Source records
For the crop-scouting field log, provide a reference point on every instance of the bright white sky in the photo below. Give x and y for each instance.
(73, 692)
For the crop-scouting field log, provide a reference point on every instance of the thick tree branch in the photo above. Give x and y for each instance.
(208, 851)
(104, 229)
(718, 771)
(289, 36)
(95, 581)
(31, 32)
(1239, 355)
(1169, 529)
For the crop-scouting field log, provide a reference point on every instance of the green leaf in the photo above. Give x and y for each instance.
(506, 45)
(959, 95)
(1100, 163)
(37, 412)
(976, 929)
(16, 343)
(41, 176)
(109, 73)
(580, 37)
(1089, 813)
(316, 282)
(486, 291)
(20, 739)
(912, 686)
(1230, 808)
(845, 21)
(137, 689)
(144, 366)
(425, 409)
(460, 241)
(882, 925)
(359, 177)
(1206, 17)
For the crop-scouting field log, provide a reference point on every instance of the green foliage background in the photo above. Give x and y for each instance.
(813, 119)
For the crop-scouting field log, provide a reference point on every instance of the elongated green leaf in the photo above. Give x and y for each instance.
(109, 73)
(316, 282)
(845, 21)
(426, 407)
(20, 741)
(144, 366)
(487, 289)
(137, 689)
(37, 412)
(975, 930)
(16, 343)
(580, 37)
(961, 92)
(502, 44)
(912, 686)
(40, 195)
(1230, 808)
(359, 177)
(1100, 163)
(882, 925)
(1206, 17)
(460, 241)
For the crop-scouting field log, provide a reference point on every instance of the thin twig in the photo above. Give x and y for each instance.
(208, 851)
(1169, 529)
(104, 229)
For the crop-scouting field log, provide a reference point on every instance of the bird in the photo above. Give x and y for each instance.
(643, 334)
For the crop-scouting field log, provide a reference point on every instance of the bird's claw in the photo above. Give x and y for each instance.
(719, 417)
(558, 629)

**YOUR INSTRUCTIONS**.
Render all of the records above as a numbered list, omitting any blank lines.

**OUTPUT OF THE TASK**.
1. For the crop-scouting field log, provide a reference point on every instance of the bright white sky in the photo below. Give x and y for each instance.
2. (73, 692)
3. For the crop-scouting field log, provide a reference point on every instance of the thick tree branch in the photo above. Give x and y for each instance.
4. (208, 851)
5. (104, 229)
6. (718, 771)
7. (289, 36)
8. (95, 581)
9. (31, 32)
10. (1239, 355)
11. (1169, 529)
12. For the crop-scouting field log, provide a reference point on every instance of the green leaf in the photo above. Give x and y for each instance.
13. (506, 45)
14. (959, 95)
15. (1100, 163)
16. (37, 412)
17. (976, 929)
18. (16, 343)
19. (41, 176)
20. (109, 73)
21. (580, 37)
22. (1089, 813)
23. (316, 282)
24. (486, 291)
25. (20, 739)
26. (912, 686)
27. (1230, 808)
28. (845, 21)
29. (137, 689)
30. (144, 366)
31. (425, 409)
32. (460, 241)
33. (882, 925)
34. (359, 177)
35. (1206, 17)
36. For the crop-scouting field log, provide a reference point on every instance of the green foliage background in the photo above. Give x and y for each instance.
37. (813, 119)
38. For the crop-scouting field log, provide a reference point on every instance of the elongated green leaf in the photo above. Give x and y for each instance.
39. (109, 73)
40. (316, 282)
41. (845, 21)
42. (426, 407)
43. (20, 741)
44. (144, 366)
45. (487, 289)
46. (137, 689)
47. (37, 412)
48. (975, 930)
49. (16, 343)
50. (580, 37)
51. (961, 92)
52. (502, 44)
53. (912, 686)
54. (40, 195)
55. (1230, 808)
56. (359, 177)
57. (1100, 163)
58. (882, 925)
59. (1206, 17)
60. (460, 241)
61. For the crop-scouting field log, provide a reference point on every instance of the thin twig in the photo above. Give x and y for each instance.
62. (208, 851)
63. (1169, 529)
64. (104, 229)
65. For the crop-scouting field log, provide a reference point on every instance of the bird in the photo above. Give x and y for each instance.
66. (643, 334)
67. For the crop-scouting field log, provide a reference point on every instance of the bird's claw in the photo above. Give x and y for each instance.
68. (719, 417)
69. (558, 629)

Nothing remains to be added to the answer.